EXERCISE REQUIREMENTS:
(A) Answer these questions about the datathon post, one line each:
(i) What is the team's name?
(ii) What Linux system ran on the IBM Z servers the team was given access to?
(iii) What did the team build on the L1CC cloud?
(B) Write a two-sentence summary of the datathon post.
(C) Carry on the datathon post from its last sentence.

EXERCISE TEXT:
####

Introduction
Hello everyone! We’re team Code Catalysts - winners from the IBM Z Datathon hosted last October. We’re here to discuss our amazing experience of building an AI/ML solution on enterprise servers - IBM Z systems before, during, and after the datathon.
But first, some background information. Before the datathon, IBM mentors hosted several workshops to familiarise everyone with how popular AI/ML frameworks can be used on IBM Z servers. We were given actual hands-on access to IBM Z systems running Ubuntu Linux and Docker containers in a lab environment of IBM LinuxONE Community Cloud (L1CC). Thanks to the pretty straightforward tutorials, we got our L1CC instance up and running a pre-built docker image with TensorFlow, PyTorch, SciKit Learn, and all our favourite machine learning libraries installed. The tutorials were a good cross-reference but otherwise we were positively surprised that these were the same open frameworks and tools familiar from other labs. This was convenient and amazing at the same time to see the same Python code was running on a powerful IBM Z server with unique architecture - s390x.
The Problem
With that established, let’s get straight into our project on the L1CC cloud: a hate speech detector.

####

DATASET EXTRACT:
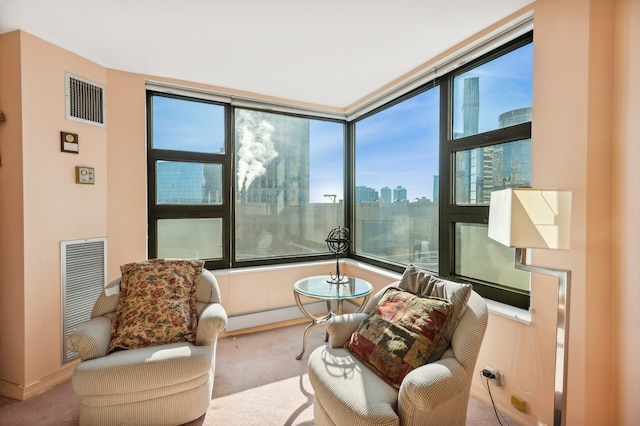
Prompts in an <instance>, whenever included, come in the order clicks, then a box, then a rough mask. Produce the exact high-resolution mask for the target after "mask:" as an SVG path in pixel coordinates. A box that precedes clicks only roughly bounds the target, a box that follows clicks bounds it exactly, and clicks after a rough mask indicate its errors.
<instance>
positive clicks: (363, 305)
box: [293, 275, 373, 360]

####

EXPECTED RESPONSES:
(A)
(i) Code Catalysts
(ii) Ubuntu Linux
(iii) A hate speech detector

(B) Team Code Catalysts, winners of the IBM Z Datathon held last October, share their experience of building an AI/ML solution on IBM Z servers. Before the event, IBM mentors held workshops and gave them hands-on access to IBM Z systems in the IBM LinuxONE Community Cloud, where they ran a pre-built Docker image with familiar machine learning tools and went on to build a hate speech detector.

(C)
Why make a hate speech detector? The answer is simple. Hate speech is a huge problem today. With more and more people interacting with online platforms, there is more data created every instant than ever before. Amidst all that data, there’s guaranteed to be hurtful, hateful, or otherwise harmful content. Unfortunately, manually going through all that data is impossible even with an army of people. Worse yet, traditional approaches to content moderation fail to capture the nuances of everyday speech, often flagging normal content or overlooking hateful content.
Ok, but how many people care about that? Turns out, way more than you might think. Individual users suffer when they encounter hateful content. It ruins their experience on an online platform, leading to users that either engage less with the platform or leave it altogether. Businesses suffer for that very same reason. Less active users means less revenue for businesses. In other words, hateful content is a problem for users and businesses alike.
Data Science to the Rescue
So what did we do then? We used machine learning to prototype a solution to this problem.
The dataset
Like every good machine learning solution, we started with data. Luckily for us, there were tons of existing datasets out there. We eventually decided on a hate speech dataset on Kaggle because it seemed to have everything we needed. It had human-labelled data — the gold standard when it comes to supervised learning tasks. It had modern-day slang — exactly what we needed for an up-to-date model. Best of all, there were 25 thousand examples in the dataset.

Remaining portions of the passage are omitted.